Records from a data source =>
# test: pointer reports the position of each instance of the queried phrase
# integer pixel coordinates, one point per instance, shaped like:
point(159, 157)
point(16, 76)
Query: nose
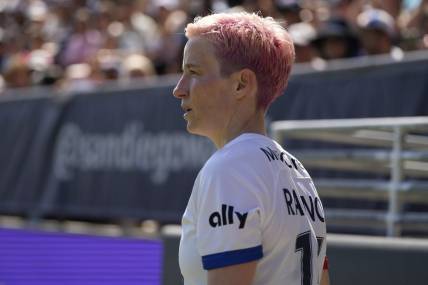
point(181, 89)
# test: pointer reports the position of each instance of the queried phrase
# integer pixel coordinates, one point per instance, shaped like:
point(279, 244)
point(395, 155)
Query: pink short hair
point(244, 40)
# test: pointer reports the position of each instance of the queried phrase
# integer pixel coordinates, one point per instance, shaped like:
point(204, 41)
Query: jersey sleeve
point(229, 224)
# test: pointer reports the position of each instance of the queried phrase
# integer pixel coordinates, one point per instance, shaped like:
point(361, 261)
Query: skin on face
point(207, 97)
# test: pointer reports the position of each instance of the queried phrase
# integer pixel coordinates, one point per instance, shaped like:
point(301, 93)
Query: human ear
point(246, 81)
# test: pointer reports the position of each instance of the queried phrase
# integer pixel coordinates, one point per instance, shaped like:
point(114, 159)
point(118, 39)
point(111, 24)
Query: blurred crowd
point(80, 44)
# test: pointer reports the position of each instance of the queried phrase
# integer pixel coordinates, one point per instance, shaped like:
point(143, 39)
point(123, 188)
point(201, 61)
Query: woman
point(254, 216)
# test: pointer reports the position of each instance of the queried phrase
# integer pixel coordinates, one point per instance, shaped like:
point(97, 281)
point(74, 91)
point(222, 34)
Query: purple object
point(45, 258)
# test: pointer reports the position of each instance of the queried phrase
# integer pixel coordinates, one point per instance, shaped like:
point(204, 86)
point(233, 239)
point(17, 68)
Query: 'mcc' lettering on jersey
point(226, 217)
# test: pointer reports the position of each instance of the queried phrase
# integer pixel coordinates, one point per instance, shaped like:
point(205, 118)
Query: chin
point(194, 131)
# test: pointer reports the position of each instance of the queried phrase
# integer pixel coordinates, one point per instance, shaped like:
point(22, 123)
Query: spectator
point(335, 39)
point(50, 35)
point(302, 35)
point(377, 31)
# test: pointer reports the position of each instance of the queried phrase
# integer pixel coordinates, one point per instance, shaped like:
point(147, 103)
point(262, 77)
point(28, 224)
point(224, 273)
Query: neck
point(254, 124)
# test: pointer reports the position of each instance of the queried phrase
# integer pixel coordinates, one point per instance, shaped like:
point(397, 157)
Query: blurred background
point(96, 166)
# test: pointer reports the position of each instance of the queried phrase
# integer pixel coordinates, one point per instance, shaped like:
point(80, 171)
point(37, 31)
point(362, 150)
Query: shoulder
point(244, 157)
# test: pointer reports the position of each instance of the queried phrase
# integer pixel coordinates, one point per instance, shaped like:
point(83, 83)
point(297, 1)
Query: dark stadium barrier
point(123, 152)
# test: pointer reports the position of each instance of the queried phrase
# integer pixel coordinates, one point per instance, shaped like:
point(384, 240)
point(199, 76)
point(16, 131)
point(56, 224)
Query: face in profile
point(206, 95)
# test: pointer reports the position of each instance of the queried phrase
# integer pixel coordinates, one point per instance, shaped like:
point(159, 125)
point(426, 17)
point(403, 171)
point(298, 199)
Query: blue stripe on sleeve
point(222, 259)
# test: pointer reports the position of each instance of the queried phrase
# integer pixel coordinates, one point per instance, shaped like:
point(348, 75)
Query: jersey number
point(303, 244)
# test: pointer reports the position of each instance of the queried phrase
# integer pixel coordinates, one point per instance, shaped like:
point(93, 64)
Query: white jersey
point(254, 201)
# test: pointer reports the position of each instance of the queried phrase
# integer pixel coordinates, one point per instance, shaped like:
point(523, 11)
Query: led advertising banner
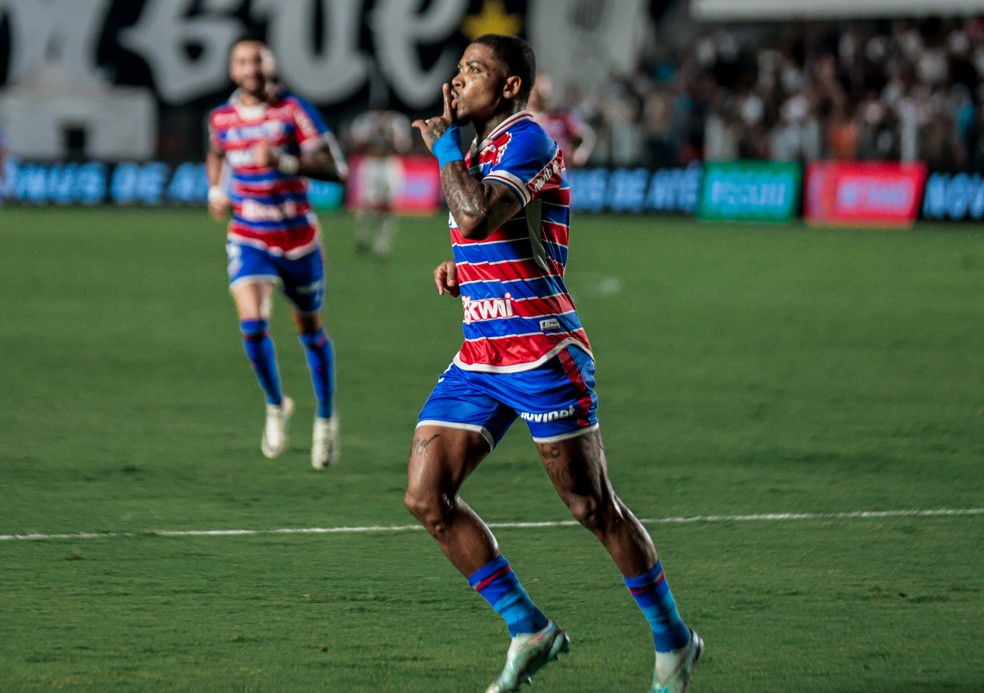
point(413, 183)
point(635, 190)
point(864, 193)
point(954, 197)
point(750, 191)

WRITTEN PROBLEM =>
Reproduce the records above verbatim, line for line. Omit the pictures from your reproduction.

SOLUTION =>
# test: pointer reports the position of each instance of the queried phrase
# integer pixel coordinates, one point per instance, shaped like:
point(159, 157)
point(16, 76)
Query: nose
point(181, 89)
# test: pointer reports the position of each instance of the queried phrase
# integer pixel coordinates, one point per instance, shaped like:
point(279, 244)
point(395, 155)
Query: pink short hair
point(244, 40)
# test: pointer reports the position of each instance of the queried phrase
# integer pixel coordinates, one point per instance, shaped like:
point(204, 41)
Query: jersey sleeve
point(229, 224)
# test: pointer reports the position of each instance of the queried phrase
# integer pixel coordinates, one point per instance, shaped like:
point(361, 261)
Query: skin on face
point(207, 97)
# test: pointer reports the position of each instance of the queried phrase
# integer pixel coordinates, one point per instance, shaped like:
point(301, 93)
Query: human ear
point(246, 81)
# test: pointer reports the position of each instance of the queried phrase
# integer pixel coordinates, one point per instance, shaped like:
point(114, 159)
point(118, 39)
point(111, 24)
Query: blurred crowd
point(80, 44)
# test: pointer reports the position of each instance of the queried phrase
# integer pixel coordinates, one point per instance, shaped like:
point(143, 39)
point(123, 188)
point(201, 61)
Query: woman
point(254, 216)
# test: pointer reports the position of each instance of the queried phrase
# integer pixel coordinates, one point per instance, shaped like:
point(97, 281)
point(74, 91)
point(222, 34)
Query: purple object
point(45, 258)
# test: pointer reports the position of each instance of the queried phrase
# integer pixel coordinates, one point per instance, shaped like:
point(204, 86)
point(233, 239)
point(17, 68)
Query: 'mcc' lettering on jersey
point(226, 217)
# test: pointer reports the position of each instance of the queried phrase
# integer pixel coordinates, one point per instance, shaped like:
point(205, 118)
Query: chin
point(194, 131)
# test: pointer reports the position of each instance of the queried phrase
# integer pixel coordinates, one point per instance, shaped like:
point(22, 123)
Query: spectator
point(335, 39)
point(50, 35)
point(302, 35)
point(377, 31)
# test: pointer reports the position of each instance of the queried phrase
# integer pixel coordinates, one point per instance, shaped like:
point(147, 103)
point(262, 77)
point(28, 224)
point(224, 273)
Query: neck
point(254, 124)
# test: pointer reports the position of each instance of the queried phrase
# integer pixel coordinates, one point per instance, shaped like:
point(397, 157)
Query: blurred background
point(96, 166)
# test: pointer reports the position of each instance of the queried phrase
# integer pixel coordinates, one point per instance, shaped like:
point(80, 171)
point(37, 31)
point(362, 150)
Query: shoulder
point(244, 157)
# test: pointer reports the position of each instance of the queried phrase
# integer pixel coordinates, one point per instance, shaped like:
point(83, 83)
point(297, 1)
Query: dark stadium barrier
point(123, 152)
# test: pointer reports the position of each instance of the queried phrase
# integer pixel coordinates, one point per instance, shaped like:
point(384, 240)
point(199, 76)
point(16, 131)
point(56, 224)
Query: face in profile
point(206, 95)
# test: pointer reports the position of each instance of the queried phrase
# integer pixel coordinates, one point per instance, shaped like:
point(159, 125)
point(426, 17)
point(403, 171)
point(298, 199)
Query: blue stripe on sleeve
point(222, 259)
# test: pointer reports the position of each instance of the queried phrase
# integer pixel coordinates, one point per instance, shaped like:
point(348, 75)
Query: jersey number
point(303, 244)
# test: pointer reports the position of each instance of the queried phrase
# integer pixel coordinates, one point per instance, shaped like:
point(93, 64)
Query: white jersey
point(254, 201)
# test: pointer reports the position of each instance of the queried phrase
# integer pixel coordinates, one point per instance, shaped like:
point(523, 11)
Query: led advertising banner
point(413, 183)
point(635, 190)
point(864, 193)
point(954, 197)
point(750, 191)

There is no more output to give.